● **Records supplied**
☆ ☆ ☆ ☆ ☆
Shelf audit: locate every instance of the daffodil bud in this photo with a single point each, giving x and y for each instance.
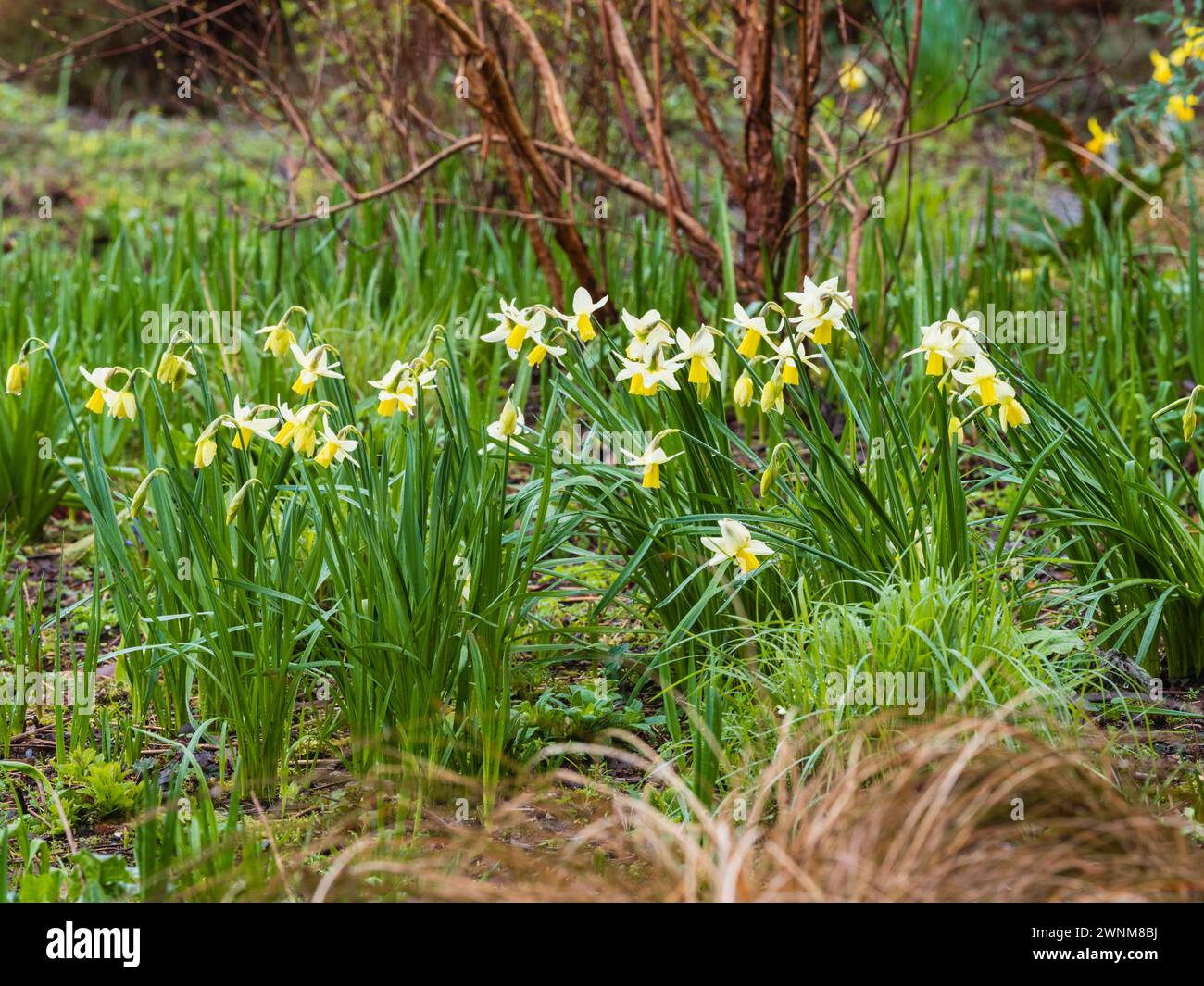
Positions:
(770, 477)
(1190, 414)
(508, 418)
(955, 429)
(140, 495)
(17, 377)
(206, 448)
(773, 469)
(771, 395)
(236, 500)
(169, 366)
(743, 392)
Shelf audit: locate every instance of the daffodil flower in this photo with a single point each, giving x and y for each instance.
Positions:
(1010, 412)
(734, 543)
(651, 459)
(1099, 137)
(398, 388)
(508, 424)
(947, 343)
(1183, 108)
(982, 381)
(870, 119)
(821, 308)
(582, 316)
(646, 377)
(312, 366)
(280, 337)
(755, 329)
(698, 351)
(206, 445)
(1162, 73)
(299, 429)
(99, 378)
(120, 404)
(542, 347)
(388, 397)
(853, 77)
(646, 331)
(787, 356)
(742, 393)
(245, 424)
(336, 447)
(956, 428)
(17, 377)
(514, 328)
☆ ☆ ☆ ☆ ☆
● **Task**
Please revise the items above, replacing "Shelf audit" with "Garden survey" and changing nothing else. Leave out the pictures.

● **Response**
Garden survey: locate every instance of the daffodil bud in this photo with a single point each, giving x and y for each instance.
Positions:
(770, 477)
(1190, 414)
(508, 418)
(955, 429)
(140, 495)
(17, 377)
(206, 448)
(773, 469)
(771, 395)
(236, 500)
(169, 366)
(743, 392)
Garden survey: locate every instance of the daffodil flower in this photo with a single point each, giving x and y for each instance.
Positions:
(1010, 412)
(734, 543)
(651, 459)
(1099, 137)
(398, 388)
(508, 424)
(947, 343)
(1183, 108)
(982, 381)
(870, 119)
(821, 308)
(582, 316)
(646, 377)
(312, 366)
(280, 337)
(755, 329)
(698, 351)
(206, 445)
(1162, 73)
(299, 429)
(99, 378)
(120, 404)
(542, 347)
(388, 397)
(853, 77)
(646, 331)
(787, 356)
(742, 393)
(245, 424)
(336, 447)
(956, 428)
(17, 377)
(514, 328)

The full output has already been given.